Print the part of the progeria report that begins at the words "Progeria is a" and stops after "fatal by age 12.", copied without any change.

● **SUPPLIED PASSAGE**
⁂

June 30, 2011 report
Possible new drug for children with progeria
(Medical Xpress) -- A new study published in the journal Science Translational Medicine shows that rapamycin and its derivative everolimus, which is currently used to treat cancer and transplant rejections, may work to reverse the aging effects seen in children with Hutchinson-Gilford progeria syndrome, better known as simply progeria.
Progeria is a rare and fatal genetic disease that affects children and causes rapid aging. It is caused by a defect that affects the processing of the protein lamin A which is responsible for shaping a cells nucleus. The cells instead produce a large amount of progerin, or an abnormal form of lamin A, which causes a disruption to the cells. A buildup of this progerin in the body affects the normal development of tissues in the body. The disease is usually fatal by age 12.

⁂

(Pointing data grounded in images)

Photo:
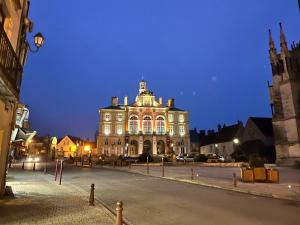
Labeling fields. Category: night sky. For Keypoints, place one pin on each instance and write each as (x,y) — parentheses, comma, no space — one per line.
(210,55)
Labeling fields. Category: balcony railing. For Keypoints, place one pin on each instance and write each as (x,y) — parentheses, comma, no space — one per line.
(9,63)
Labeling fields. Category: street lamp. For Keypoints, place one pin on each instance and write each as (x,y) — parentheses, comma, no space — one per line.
(236,141)
(38,42)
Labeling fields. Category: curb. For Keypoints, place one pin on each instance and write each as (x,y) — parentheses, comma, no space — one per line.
(108,209)
(266,195)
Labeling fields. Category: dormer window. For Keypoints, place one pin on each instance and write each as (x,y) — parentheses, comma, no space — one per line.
(181,118)
(147,125)
(107,116)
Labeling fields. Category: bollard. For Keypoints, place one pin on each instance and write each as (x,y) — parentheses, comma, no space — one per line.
(61,170)
(163,167)
(234,180)
(119,210)
(147,165)
(92,195)
(56,168)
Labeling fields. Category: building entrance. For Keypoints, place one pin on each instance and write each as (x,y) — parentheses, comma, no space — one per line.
(147,148)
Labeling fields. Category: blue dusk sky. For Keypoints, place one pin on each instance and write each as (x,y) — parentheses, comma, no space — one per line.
(210,55)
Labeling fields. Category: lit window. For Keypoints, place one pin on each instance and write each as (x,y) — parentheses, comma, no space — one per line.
(106,129)
(160,125)
(147,125)
(181,118)
(171,118)
(171,130)
(119,129)
(107,116)
(133,125)
(181,130)
(119,117)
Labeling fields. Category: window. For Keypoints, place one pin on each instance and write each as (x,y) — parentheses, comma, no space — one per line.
(106,129)
(2,16)
(119,117)
(133,125)
(160,125)
(181,130)
(119,129)
(147,125)
(107,116)
(181,118)
(171,118)
(171,130)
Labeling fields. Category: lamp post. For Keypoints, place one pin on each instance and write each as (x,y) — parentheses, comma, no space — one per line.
(38,42)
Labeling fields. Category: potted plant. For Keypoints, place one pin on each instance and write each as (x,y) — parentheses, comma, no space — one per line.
(257,163)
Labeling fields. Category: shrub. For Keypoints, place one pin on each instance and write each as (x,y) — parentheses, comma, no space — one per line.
(143,157)
(200,158)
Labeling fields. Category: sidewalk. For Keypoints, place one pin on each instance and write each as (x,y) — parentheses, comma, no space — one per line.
(222,178)
(39,200)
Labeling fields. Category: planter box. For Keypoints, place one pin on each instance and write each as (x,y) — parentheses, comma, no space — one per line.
(247,175)
(260,174)
(273,175)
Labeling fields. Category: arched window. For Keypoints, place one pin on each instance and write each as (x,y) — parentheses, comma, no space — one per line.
(160,125)
(133,125)
(147,125)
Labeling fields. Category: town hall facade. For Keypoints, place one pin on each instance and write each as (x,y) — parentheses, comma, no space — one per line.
(145,126)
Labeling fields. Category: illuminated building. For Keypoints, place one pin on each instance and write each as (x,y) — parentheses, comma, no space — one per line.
(285,100)
(145,126)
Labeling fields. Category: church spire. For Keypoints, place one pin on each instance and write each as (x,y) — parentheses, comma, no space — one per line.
(282,36)
(271,42)
(272,50)
(283,43)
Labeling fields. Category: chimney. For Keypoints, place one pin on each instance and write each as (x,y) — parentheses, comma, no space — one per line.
(114,101)
(202,133)
(160,100)
(171,103)
(219,127)
(125,100)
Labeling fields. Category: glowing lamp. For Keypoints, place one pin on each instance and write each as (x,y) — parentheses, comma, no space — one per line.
(38,40)
(236,141)
(87,148)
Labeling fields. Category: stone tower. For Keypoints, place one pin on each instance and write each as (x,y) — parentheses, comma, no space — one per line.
(285,99)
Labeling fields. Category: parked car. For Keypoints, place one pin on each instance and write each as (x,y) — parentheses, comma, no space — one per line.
(185,158)
(215,158)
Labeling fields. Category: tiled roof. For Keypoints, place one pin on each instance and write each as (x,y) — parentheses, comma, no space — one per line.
(225,134)
(264,125)
(176,109)
(113,107)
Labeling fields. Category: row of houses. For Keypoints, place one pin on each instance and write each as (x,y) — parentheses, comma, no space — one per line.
(68,146)
(223,141)
(228,138)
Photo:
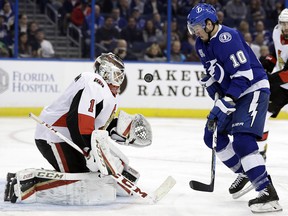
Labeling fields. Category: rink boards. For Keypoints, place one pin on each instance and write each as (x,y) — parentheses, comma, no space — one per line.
(28,86)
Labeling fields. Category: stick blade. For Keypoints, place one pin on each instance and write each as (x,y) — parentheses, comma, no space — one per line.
(199,186)
(164,188)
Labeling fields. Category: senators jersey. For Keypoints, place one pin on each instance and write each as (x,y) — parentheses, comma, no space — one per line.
(87,104)
(281,48)
(232,63)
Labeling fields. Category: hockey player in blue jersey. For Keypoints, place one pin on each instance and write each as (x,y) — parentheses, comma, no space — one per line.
(234,72)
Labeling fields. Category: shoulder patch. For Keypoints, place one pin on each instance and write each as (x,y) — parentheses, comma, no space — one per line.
(225,37)
(99,82)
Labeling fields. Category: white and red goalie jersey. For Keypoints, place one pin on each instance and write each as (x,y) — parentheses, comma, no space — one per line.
(281,48)
(87,104)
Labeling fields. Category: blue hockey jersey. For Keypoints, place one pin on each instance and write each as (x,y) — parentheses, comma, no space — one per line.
(232,63)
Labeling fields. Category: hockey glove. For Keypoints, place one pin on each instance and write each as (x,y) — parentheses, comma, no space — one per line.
(211,86)
(222,109)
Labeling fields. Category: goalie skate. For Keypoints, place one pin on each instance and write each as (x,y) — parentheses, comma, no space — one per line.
(9,194)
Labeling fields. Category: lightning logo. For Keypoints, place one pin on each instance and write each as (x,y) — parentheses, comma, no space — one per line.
(216,70)
(253,107)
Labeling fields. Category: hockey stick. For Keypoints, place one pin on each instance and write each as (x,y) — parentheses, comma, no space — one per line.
(126,184)
(199,186)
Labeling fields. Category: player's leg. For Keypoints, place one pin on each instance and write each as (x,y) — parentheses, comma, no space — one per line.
(226,153)
(62,157)
(251,111)
(46,186)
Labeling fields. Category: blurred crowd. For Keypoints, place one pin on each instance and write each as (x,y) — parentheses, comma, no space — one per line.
(137,29)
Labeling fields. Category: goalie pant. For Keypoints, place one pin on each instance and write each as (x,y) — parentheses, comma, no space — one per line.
(51,187)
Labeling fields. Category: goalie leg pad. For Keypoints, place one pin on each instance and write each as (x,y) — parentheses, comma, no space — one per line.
(43,186)
(132,175)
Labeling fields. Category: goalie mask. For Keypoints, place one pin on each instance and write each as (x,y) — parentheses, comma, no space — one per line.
(111,68)
(198,16)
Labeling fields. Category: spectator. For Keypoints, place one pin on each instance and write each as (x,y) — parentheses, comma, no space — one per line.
(122,52)
(154,54)
(176,34)
(24,48)
(255,48)
(255,12)
(260,29)
(176,55)
(4,50)
(264,52)
(215,4)
(65,12)
(23,23)
(140,22)
(235,11)
(107,34)
(124,7)
(244,27)
(99,19)
(259,39)
(131,33)
(4,35)
(45,49)
(80,11)
(188,47)
(32,29)
(119,22)
(108,5)
(8,14)
(220,15)
(157,21)
(139,4)
(152,34)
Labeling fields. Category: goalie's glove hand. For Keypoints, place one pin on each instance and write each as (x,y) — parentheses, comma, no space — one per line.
(117,137)
(222,109)
(211,86)
(90,160)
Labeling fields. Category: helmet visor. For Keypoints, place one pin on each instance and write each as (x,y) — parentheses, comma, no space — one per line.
(194,28)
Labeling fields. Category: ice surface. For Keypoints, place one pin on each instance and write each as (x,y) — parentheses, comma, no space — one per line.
(177,150)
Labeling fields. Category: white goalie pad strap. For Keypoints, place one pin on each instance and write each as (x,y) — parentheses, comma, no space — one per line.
(45,186)
(136,129)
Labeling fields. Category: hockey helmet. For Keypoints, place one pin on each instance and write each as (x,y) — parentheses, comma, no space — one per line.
(283,16)
(110,67)
(198,16)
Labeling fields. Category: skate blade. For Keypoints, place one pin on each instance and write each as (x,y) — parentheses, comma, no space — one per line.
(242,192)
(272,206)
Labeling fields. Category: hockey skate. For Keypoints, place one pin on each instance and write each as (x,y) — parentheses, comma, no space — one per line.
(239,187)
(266,201)
(9,194)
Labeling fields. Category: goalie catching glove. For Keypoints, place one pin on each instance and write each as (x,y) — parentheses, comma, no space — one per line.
(131,130)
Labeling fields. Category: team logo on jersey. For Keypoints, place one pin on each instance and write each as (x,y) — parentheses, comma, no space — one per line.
(201,53)
(225,37)
(99,82)
(198,9)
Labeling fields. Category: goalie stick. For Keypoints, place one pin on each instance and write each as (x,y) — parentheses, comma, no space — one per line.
(126,184)
(199,186)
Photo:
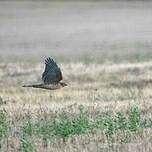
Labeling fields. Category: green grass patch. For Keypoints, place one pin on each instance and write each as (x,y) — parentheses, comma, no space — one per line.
(65,126)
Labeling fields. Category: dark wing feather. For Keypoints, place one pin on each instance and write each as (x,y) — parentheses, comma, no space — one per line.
(52,73)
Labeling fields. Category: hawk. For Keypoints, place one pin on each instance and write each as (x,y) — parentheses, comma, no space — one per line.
(51,77)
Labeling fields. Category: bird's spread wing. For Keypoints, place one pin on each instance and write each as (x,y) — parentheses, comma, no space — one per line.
(52,73)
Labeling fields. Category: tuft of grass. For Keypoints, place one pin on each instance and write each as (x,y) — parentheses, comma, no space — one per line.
(4,126)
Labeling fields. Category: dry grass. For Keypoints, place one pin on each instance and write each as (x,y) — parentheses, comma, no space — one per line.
(99,88)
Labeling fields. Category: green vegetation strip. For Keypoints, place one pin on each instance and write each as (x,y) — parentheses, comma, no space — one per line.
(65,126)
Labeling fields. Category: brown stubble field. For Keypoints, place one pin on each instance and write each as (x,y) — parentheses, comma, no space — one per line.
(104,51)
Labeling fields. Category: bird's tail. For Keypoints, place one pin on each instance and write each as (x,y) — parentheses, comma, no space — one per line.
(33,85)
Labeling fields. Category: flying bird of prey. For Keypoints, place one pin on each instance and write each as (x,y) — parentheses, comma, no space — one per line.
(51,77)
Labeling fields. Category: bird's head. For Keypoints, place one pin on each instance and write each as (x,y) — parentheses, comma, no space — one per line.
(63,84)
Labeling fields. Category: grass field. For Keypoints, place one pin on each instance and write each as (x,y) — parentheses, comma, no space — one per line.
(104,108)
(104,50)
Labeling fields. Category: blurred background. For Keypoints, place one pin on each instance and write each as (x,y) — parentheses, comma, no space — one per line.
(88,31)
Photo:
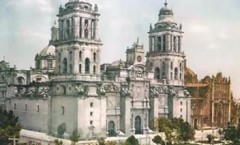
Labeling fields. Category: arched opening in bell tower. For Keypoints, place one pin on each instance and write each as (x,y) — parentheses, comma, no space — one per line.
(138,125)
(157,73)
(176,73)
(87,66)
(65,65)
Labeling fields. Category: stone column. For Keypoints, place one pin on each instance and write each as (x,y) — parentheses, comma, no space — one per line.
(180,43)
(83,27)
(75,27)
(75,60)
(96,29)
(177,50)
(155,43)
(80,27)
(60,29)
(90,29)
(170,43)
(167,42)
(150,44)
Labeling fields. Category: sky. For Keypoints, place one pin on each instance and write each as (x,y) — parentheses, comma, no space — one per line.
(211,39)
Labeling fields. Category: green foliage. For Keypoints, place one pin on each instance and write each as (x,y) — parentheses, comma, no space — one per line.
(186,132)
(210,138)
(61,130)
(101,141)
(111,143)
(164,124)
(9,126)
(58,142)
(74,137)
(158,140)
(132,141)
(232,133)
(175,130)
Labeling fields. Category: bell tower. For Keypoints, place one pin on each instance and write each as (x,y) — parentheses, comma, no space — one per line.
(165,56)
(78,46)
(135,54)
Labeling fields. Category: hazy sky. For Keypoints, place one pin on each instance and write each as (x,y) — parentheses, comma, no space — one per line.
(211,39)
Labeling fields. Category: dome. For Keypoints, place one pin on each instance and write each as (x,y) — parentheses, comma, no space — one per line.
(49,50)
(166,14)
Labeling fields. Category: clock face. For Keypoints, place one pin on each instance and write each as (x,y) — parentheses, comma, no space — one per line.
(139,58)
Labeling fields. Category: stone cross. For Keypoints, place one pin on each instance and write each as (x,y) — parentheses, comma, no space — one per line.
(14,140)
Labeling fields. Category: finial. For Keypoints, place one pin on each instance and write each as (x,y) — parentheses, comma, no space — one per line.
(165,3)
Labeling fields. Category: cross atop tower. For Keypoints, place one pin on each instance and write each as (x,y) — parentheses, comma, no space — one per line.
(165,3)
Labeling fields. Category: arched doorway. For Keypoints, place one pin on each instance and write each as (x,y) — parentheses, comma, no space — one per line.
(195,123)
(138,125)
(111,129)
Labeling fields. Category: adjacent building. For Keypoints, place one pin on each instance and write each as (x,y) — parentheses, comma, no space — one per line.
(211,100)
(70,89)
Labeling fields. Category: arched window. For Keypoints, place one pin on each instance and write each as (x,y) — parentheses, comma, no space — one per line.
(94,69)
(80,68)
(174,44)
(111,129)
(65,65)
(59,56)
(157,73)
(94,57)
(64,90)
(159,44)
(164,67)
(70,55)
(164,43)
(180,65)
(176,73)
(179,43)
(21,80)
(138,125)
(49,63)
(37,64)
(87,66)
(59,69)
(80,55)
(70,68)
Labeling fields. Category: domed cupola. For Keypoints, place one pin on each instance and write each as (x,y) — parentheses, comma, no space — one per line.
(47,51)
(45,60)
(165,14)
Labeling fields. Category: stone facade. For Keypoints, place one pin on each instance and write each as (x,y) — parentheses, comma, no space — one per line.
(70,90)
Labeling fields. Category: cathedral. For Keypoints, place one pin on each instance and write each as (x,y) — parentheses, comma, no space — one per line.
(70,89)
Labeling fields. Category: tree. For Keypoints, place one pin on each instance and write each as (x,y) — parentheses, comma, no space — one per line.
(101,141)
(186,132)
(132,141)
(9,126)
(158,140)
(163,124)
(58,142)
(232,133)
(210,138)
(74,137)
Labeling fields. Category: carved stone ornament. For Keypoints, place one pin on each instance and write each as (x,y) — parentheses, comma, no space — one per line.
(101,90)
(82,89)
(111,88)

⁂

● **RESPONSE TO THE TASK**
Progeria is a rare and fatal genetic disease that affects children and causes rapid aging. It is caused by a defect that affects the processing of the protein lamin A which is responsible for shaping a cells nucleus. The cells instead produce a large amount of progerin, or an abnormal form of lamin A, which causes a disruption to the cells. A buildup of this progerin in the body affects the normal development of tissues in the body. The disease is usually fatal by age 12.